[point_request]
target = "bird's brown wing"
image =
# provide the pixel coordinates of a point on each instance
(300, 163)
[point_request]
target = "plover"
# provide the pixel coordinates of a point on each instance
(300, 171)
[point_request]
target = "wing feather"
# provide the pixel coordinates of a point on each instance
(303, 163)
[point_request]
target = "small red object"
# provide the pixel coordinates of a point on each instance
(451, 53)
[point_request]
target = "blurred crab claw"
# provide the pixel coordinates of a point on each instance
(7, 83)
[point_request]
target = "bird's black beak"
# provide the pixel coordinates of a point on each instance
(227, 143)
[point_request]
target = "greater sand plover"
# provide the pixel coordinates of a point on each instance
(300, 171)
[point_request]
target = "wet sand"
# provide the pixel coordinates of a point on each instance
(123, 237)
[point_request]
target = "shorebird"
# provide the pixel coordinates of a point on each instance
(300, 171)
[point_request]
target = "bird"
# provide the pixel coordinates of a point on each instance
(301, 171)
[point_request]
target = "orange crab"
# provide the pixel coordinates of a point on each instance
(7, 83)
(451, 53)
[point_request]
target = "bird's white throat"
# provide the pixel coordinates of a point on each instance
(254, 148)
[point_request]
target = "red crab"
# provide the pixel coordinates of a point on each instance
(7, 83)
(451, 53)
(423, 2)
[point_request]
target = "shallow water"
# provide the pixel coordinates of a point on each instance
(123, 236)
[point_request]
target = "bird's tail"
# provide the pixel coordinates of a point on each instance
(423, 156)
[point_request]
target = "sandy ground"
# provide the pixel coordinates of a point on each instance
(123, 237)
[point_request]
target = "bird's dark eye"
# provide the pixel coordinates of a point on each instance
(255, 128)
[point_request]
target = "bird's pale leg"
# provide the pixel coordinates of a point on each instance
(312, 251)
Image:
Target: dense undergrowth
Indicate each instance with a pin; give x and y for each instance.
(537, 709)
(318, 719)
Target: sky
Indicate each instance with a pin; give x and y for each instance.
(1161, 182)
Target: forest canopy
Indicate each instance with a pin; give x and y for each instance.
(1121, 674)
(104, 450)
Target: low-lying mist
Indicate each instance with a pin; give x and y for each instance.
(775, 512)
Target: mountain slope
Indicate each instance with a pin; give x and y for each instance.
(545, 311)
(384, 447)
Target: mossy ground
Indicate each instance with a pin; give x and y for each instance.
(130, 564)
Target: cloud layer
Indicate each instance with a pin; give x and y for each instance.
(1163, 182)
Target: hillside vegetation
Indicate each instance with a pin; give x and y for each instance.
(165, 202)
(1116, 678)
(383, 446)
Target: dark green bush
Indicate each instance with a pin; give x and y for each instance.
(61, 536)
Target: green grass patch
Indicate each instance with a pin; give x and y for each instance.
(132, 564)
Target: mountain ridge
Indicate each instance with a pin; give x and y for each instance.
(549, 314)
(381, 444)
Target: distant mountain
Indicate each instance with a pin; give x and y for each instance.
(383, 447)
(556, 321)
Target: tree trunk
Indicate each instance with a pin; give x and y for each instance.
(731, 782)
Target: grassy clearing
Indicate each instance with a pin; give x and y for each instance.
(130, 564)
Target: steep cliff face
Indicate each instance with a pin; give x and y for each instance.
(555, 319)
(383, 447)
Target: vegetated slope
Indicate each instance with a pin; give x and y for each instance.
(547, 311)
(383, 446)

WORK ITEM :: In the listing above, find every line with the word "green" and copy it.

EXERCISE OUTPUT ::
Target: dark green bush
Target: green grass patch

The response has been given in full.